# copper vs brass vs bronze



## Electric_Light

Putting plastic and ferrous metals aside for now, we have the aforementioned materials.

The actual tubes are usually made from copper. Pipe to thread adapters are usually made from copper and sometimes machined extruded brass. 

Valve bodies are usually made from brass, but I have not seen a pure copper valve body. It seems like the newer ones are utilizing forged and extruded manufacturing and the old ones are rough and apparently cast brass.

Would someone explain why this is? 
Why not make pipe brass?
Why not make everything copper?


----------



## ABLE1

Well being a non-plumber as you are?? And me being a non-plumber as I am. I have decided to answer your question in the simple terms that we both can understand. I will just provide words that will help rather than trying to go into the details of a metallurgist.

Structural strength
Ease of manufacturing
Long term life of product
Co$t 

Hope that gets your thread going.

Have a good weekend.

Les


----------



## KillerToiletSpider

They make brass pipe, the Carbide and Carbon in Chicago has all brass risers.
____________________
→ **WHAT THE TASK ASKS**
Transcribe the entire forum thread above comparing copper, brass, and bronze, preserving every heading, line, and character without alteration.

Dataset excerpts on object pointing:
____________________
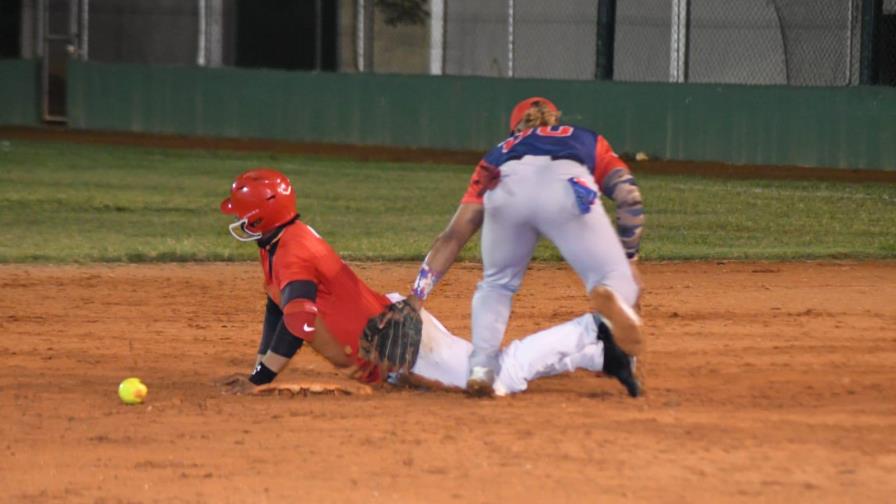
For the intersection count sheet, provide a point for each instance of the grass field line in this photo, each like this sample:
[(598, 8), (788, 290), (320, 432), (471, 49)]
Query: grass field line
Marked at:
[(85, 203)]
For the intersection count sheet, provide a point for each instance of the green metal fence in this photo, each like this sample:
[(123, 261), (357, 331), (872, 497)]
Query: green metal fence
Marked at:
[(19, 92), (831, 127)]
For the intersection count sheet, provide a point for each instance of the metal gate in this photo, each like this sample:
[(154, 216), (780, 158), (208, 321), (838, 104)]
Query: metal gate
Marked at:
[(60, 23)]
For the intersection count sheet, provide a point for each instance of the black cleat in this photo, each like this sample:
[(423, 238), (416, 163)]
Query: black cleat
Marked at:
[(617, 363)]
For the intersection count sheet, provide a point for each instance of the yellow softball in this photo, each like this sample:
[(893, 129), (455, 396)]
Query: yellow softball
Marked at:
[(132, 391)]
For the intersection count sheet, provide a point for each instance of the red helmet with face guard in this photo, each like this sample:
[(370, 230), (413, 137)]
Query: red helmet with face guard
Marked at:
[(261, 199)]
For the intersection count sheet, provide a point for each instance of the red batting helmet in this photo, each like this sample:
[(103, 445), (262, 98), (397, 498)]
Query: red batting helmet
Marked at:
[(261, 199), (519, 111)]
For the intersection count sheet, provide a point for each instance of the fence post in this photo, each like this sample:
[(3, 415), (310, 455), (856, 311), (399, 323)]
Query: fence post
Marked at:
[(510, 38), (678, 47), (606, 38), (203, 26), (872, 10), (84, 29)]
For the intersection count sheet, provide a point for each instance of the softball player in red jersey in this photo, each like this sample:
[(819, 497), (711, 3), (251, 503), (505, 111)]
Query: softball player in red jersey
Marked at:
[(544, 180), (315, 298)]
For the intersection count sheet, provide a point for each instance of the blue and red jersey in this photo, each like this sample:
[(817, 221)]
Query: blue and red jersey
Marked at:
[(559, 142)]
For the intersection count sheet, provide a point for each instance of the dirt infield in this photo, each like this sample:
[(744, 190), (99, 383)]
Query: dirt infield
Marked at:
[(767, 381)]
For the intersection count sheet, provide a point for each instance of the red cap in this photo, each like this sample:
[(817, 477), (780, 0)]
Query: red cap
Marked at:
[(519, 111)]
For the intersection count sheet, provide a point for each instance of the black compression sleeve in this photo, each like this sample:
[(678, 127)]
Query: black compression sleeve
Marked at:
[(285, 343), (273, 319)]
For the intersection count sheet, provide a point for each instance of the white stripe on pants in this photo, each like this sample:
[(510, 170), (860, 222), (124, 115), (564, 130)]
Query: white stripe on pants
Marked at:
[(560, 349)]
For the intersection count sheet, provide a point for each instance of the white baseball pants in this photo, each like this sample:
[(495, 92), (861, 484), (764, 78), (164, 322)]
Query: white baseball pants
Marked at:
[(534, 198)]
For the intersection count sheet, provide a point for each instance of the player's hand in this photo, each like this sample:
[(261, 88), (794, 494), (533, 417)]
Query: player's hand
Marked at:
[(415, 302), (389, 314), (236, 384)]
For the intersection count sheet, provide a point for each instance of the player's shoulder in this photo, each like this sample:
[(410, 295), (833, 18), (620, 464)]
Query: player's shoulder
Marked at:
[(301, 239), (581, 130)]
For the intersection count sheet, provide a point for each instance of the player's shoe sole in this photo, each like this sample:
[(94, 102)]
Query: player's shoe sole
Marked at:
[(623, 321), (481, 382), (617, 363)]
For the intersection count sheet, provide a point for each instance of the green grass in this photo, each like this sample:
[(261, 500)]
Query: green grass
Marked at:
[(77, 203)]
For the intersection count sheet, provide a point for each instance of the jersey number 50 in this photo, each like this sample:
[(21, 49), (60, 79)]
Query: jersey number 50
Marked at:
[(548, 131)]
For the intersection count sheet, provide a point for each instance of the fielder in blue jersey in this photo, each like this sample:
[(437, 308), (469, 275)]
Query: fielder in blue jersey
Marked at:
[(545, 180)]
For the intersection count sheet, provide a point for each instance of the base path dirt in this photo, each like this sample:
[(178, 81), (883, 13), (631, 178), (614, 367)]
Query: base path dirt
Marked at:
[(767, 382)]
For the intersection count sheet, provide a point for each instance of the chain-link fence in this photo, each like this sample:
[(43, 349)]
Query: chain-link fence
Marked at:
[(781, 42)]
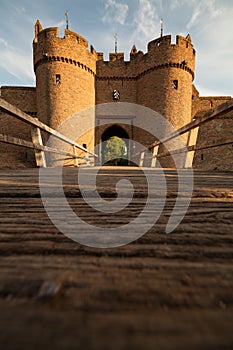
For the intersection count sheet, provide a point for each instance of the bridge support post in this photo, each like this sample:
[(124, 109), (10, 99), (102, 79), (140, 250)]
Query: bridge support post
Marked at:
[(154, 155), (75, 158), (142, 156), (37, 140), (192, 140)]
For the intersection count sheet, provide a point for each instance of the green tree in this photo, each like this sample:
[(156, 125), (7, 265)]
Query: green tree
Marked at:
[(115, 150)]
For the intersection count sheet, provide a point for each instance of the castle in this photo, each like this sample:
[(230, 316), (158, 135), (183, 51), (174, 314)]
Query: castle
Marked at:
[(71, 77)]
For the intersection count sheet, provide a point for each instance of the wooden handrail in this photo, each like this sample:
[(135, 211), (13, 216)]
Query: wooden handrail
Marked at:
[(17, 113), (209, 115)]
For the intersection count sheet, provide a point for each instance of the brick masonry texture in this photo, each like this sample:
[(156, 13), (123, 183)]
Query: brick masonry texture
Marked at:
[(70, 77)]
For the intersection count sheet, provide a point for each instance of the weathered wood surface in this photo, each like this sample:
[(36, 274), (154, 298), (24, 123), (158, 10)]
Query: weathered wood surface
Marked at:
[(161, 292)]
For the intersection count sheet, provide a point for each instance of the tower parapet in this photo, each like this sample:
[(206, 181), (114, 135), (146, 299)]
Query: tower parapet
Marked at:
[(65, 73)]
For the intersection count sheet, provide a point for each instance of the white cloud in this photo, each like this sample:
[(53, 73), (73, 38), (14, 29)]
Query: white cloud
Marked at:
[(15, 62), (147, 22), (203, 11), (115, 12)]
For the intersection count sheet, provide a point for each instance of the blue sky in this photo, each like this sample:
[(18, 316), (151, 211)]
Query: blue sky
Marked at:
[(209, 23)]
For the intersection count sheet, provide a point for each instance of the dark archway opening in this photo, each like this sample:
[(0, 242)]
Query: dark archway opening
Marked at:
[(115, 146)]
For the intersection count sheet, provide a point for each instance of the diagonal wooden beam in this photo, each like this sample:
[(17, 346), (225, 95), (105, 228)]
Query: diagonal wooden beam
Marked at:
[(209, 115), (17, 113)]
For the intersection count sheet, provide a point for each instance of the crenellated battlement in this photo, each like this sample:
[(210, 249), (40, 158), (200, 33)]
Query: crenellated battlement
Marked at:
[(70, 39)]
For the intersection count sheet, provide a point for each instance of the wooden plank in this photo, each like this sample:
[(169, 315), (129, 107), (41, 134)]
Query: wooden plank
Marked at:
[(160, 292)]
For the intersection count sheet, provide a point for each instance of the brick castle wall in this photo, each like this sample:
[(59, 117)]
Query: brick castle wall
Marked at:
[(23, 98), (70, 78)]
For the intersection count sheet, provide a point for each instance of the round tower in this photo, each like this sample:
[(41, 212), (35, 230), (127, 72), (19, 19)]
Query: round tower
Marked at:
[(165, 76), (65, 76)]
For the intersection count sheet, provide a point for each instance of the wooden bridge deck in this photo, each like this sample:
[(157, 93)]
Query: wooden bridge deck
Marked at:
[(161, 292)]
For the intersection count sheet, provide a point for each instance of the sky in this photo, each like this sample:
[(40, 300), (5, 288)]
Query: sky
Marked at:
[(209, 22)]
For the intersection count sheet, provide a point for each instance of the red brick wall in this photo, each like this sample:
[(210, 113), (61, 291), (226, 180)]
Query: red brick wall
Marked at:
[(23, 98)]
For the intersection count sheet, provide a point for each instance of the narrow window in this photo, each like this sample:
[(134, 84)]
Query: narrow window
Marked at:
[(116, 95), (58, 79), (175, 84)]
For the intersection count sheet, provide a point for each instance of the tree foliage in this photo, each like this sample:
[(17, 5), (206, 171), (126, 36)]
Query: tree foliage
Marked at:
[(115, 149)]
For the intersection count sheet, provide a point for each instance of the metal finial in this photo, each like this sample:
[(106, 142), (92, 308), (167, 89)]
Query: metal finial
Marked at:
[(161, 24), (67, 20), (115, 37)]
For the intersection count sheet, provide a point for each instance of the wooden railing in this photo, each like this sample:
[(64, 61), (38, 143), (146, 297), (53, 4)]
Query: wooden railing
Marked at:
____________________
→ **SOLUTION**
# copper vs brass vs bronze



## Electric_Light

Putting plastic and ferrous metals aside for now, we have the aforementioned materials.

The actual tubes are usually made from copper. Pipe to thread adapters are usually made from copper and sometimes machined extruded brass. 

Valve bodies are usually made from brass, but I have not seen a pure copper valve body. It seems like the newer ones are utilizing forged and extruded manufacturing and the old ones are rough and apparently cast brass.

Would someone explain why this is? 
Why not make pipe brass?
Why not make everything copper?


----------



## ABLE1

Well being a non-plumber as you are?? And me being a non-plumber as I am. I have decided to answer your question in the simple terms that we both can understand. I will just provide words that will help rather than trying to go into the details of a metallurgist.

Structural strength
Ease of manufacturing
Long term life of product
Co$t 

Hope that gets your thread going.

Have a good weekend.

Les


----------



## KillerToiletSpider

They make brass pipe, the Carbide and Carbon in Chicago has all brass risers.